■ LAS TAREAS ■
1 > Según el texto extraído, ¿cuáles son los términos sobre los que hay que volver?
2 > En el texto extraído, ¿con qué vocablo latino está emparentado etimológicamente "imago", según Corominas?

■ TEXTO EXTRAÍDO ■
※

Tenemos, entonces, que volver sobre tres términos: imagen, imaginario, discurso.
Según Corominas, el latino imago está emparentado etimológicamente con imitari, es decir “imitar”. Lo que esta conexión oculta es que si el vocablo sugiere una reproducción visible de lo visible, la acción de acomodación al objeto, fenomenológicamente evidente, solapa la acción negatriz que se ha ejercido sobre lo imitado: la imagen, sin duda, emula al objeto al tiempo que lo falsifica.1 La foto trivial de alguien muy frecuentado, descubre en tal persona el comienzo de un engrama que jamás podríamos haber descubierto sin la mediación de la foto, que niega al “original” aunque sea por el mero hecho de tener sólo dos dimensiones.
Por otra parte, si bien es cierto que en cualquier imagen (y nosotros nunca dejamos de asociar con forzosa y falsa exclusividad imaginar con “ver” o con “visión”, que no es lo mismo) se encabalgan en distintas proporciones el tocar, el ver, el oír, estos campos sensoriales nunca se recubren del todo: la foto se aleja del tacto y al mismo tiempo lo suscita en su punzante impotencia, la memoria muscular del ejecutante musical nunca se corresponde exactamente con su memoria auditiva y la memoria auditiva del poeta, cuando recita, suscita una musicalidad que no obstante se le escapa.2 Todo esto nos prepara para introducirnos en la noción kantiana de lo sublime, ya que ella patentiza (y de ahí su actualidad) una violencia que el pensamiento discursivo ejerce sobre la facultad imaginante para forzarla a aprehender lo que no puede aprehender: la dimensión del infinito.
Hay lo que Kant llama en el parágrafo 17 de la Crítica del juicio, imagen originaria, (Urbild) que no es precisamente una imagen o que más bien debería denominarse imagen sin imagen, una suerte de potencia diagramática que opera sobre lo sensible, que carece de concepto y que sólo puede intuirse en un particular ejemplar, en una figura dramática o narrativa o eventualmente lírica; a semejante entidad Kant llama “idea estética”. En la tensión que engendra lo sublime la imaginación escapa de la prisión del concepto, generando un efecto de indeterminación determinada, pero permanece más acá de la idea: más allá del concepto y más acá de la idea, la imaginación adquiere su mayor importancia justamente cuando fracasa en su esfuerzo por representar lo irrepresentable.

※

■ Fragmentos de datos de cuadros delimitadores ■
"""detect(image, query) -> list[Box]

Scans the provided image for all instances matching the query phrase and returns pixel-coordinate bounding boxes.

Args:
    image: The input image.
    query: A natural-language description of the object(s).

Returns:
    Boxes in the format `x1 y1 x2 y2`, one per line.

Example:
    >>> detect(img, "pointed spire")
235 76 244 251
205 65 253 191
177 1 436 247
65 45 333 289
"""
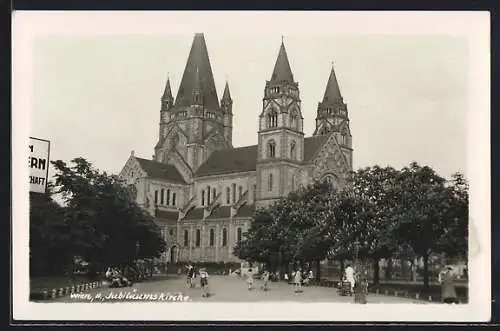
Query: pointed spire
271 36 293 83
323 61 342 103
192 68 203 105
222 80 232 101
175 33 219 109
162 77 174 100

※

■ RESPUESTAS ■
1 > Imagen, imaginario y discurso.

2 > Con imitari, es decir, "imitar".